## INSTRUCTIONS TO FOLLOW
Please restate the listing below in full, word for word.

DATA RECORDS below:

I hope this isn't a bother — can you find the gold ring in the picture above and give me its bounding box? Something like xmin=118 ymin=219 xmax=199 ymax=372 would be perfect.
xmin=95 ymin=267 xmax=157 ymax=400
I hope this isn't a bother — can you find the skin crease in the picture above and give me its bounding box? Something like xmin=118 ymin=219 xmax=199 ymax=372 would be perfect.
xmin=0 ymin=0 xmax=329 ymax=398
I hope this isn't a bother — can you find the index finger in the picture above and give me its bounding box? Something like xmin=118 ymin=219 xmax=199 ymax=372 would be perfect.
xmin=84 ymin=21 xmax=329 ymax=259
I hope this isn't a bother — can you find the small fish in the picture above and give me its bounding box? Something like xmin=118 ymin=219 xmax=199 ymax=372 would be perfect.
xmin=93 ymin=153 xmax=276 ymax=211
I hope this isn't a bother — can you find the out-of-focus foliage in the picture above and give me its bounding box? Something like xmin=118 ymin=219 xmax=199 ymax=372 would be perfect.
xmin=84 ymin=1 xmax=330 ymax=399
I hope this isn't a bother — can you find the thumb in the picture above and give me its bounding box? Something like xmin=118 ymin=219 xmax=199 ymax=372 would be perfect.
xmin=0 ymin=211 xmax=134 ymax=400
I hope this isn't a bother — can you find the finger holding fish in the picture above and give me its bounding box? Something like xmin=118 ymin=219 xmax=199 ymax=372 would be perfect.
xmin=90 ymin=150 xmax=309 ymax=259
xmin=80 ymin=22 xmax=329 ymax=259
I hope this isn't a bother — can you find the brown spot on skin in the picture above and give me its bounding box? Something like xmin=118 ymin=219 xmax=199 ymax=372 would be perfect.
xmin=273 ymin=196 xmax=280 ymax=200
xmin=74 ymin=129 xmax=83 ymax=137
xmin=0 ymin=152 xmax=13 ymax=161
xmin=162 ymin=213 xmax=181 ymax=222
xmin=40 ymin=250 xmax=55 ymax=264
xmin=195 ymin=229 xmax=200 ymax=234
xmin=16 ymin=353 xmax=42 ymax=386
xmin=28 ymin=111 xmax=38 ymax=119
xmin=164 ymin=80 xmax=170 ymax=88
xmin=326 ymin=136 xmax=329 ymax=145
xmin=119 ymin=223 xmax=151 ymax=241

End of DATA RECORDS.

## RESPONSE
I hope this isn't a bother — can you find the gold ring in the picture above and give me its bounding box? Something like xmin=118 ymin=219 xmax=199 ymax=372 would be perfect.
xmin=95 ymin=267 xmax=157 ymax=400
I hope this isn't a bother — can you find the skin crease in the picture above and give me its bounding box? Something like xmin=118 ymin=219 xmax=199 ymax=372 would be perfect.
xmin=0 ymin=0 xmax=329 ymax=398
I hope this isn't a bother — can you find the index finger in the picture above and give me its bounding box? Something like xmin=118 ymin=219 xmax=199 ymax=372 would be perfect.
xmin=84 ymin=21 xmax=329 ymax=259
I hope this isn't a bother — can you find the small fish in the picture above and give me its bounding box? Something like xmin=118 ymin=219 xmax=199 ymax=372 would be perfect.
xmin=93 ymin=153 xmax=276 ymax=211
I hope this isn't a bother — can you find the out-of-focus foliage in the picture above and give me its bounding box? Something like xmin=118 ymin=219 xmax=199 ymax=372 would be perfect.
xmin=84 ymin=1 xmax=330 ymax=399
I hope this isn't a bother — can you find the thumb in the picture above and give me its bounding box? Something like xmin=118 ymin=219 xmax=199 ymax=372 would be perfect.
xmin=0 ymin=211 xmax=134 ymax=400
I hope this isn't a bother — can you find the finger holding fish in the picture above and give me its bounding box? Something like xmin=118 ymin=219 xmax=199 ymax=372 would be perfect.
xmin=90 ymin=150 xmax=309 ymax=259
xmin=80 ymin=22 xmax=329 ymax=259
I hope this isn't a bother — can you find the brown spot on skin in the picture above and give me its bounding box? Something like xmin=118 ymin=219 xmax=199 ymax=372 would be perfect.
xmin=273 ymin=196 xmax=280 ymax=200
xmin=74 ymin=129 xmax=83 ymax=137
xmin=0 ymin=152 xmax=13 ymax=161
xmin=162 ymin=213 xmax=181 ymax=222
xmin=40 ymin=250 xmax=55 ymax=264
xmin=195 ymin=229 xmax=200 ymax=234
xmin=16 ymin=353 xmax=42 ymax=386
xmin=28 ymin=111 xmax=38 ymax=119
xmin=164 ymin=80 xmax=170 ymax=88
xmin=326 ymin=136 xmax=329 ymax=145
xmin=119 ymin=223 xmax=151 ymax=241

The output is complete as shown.